» Task statement: What is needed is every line of the material that contains "hillside".
[Information given — start]
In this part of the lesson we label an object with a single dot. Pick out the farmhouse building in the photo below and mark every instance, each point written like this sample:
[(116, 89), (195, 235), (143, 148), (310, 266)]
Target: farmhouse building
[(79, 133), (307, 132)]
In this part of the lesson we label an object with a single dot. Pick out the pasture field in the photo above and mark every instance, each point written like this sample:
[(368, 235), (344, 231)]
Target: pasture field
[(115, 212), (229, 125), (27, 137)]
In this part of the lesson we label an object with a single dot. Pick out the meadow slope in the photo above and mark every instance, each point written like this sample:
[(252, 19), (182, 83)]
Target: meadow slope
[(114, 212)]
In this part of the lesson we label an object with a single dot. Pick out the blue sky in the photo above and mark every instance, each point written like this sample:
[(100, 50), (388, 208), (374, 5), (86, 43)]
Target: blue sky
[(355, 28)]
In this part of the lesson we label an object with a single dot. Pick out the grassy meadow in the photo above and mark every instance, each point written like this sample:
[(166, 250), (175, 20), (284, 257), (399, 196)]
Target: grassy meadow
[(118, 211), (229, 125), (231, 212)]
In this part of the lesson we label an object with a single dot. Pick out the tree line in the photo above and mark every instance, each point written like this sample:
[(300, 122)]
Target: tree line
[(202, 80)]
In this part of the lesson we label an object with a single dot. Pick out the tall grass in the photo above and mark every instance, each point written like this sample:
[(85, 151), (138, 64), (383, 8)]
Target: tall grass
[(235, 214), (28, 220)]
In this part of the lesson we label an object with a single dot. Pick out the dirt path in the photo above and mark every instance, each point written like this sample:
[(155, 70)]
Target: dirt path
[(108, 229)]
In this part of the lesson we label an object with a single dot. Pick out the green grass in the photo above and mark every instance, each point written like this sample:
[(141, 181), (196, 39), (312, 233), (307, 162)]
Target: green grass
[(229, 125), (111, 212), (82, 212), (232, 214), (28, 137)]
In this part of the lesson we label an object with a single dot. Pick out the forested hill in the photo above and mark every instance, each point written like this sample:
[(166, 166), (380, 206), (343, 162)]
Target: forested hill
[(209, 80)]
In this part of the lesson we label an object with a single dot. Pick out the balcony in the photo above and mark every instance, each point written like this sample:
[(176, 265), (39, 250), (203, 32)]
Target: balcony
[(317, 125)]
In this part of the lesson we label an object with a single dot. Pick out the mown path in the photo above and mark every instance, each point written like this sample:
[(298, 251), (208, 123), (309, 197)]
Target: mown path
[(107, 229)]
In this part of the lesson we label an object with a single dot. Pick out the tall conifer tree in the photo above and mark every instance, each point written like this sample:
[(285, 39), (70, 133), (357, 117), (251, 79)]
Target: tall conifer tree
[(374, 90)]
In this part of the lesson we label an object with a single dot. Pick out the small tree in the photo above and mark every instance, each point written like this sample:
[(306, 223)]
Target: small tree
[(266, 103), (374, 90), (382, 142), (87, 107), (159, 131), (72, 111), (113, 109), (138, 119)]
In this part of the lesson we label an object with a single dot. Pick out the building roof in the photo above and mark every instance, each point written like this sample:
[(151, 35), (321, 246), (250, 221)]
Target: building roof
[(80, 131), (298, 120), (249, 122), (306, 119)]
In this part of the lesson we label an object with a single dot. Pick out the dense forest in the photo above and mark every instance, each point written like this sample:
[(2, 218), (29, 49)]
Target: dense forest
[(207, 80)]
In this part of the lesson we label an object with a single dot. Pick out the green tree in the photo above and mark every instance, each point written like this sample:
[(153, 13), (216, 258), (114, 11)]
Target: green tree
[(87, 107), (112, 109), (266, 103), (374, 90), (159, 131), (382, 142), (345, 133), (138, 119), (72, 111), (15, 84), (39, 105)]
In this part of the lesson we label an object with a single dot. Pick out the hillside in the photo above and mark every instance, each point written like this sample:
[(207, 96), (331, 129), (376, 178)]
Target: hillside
[Information given — finish]
» Your solution:
In this part of the lesson we label an object with a single dot. Pick out the hillside in the photo above and mark every instance, each point written like this sample:
Target: hillside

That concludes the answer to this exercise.